*Natural language region descriptions*
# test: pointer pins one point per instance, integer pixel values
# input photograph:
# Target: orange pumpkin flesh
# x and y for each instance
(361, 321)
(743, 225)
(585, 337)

*What the task asks*
In the entries above, find the line containing "# Target: orange pumpkin flesh". Set down that line and every line after it through the last one, exactly and alone.

*Problem solution*
# Target: orange pumpkin flesh
# x and y for each instance
(361, 321)
(743, 225)
(585, 337)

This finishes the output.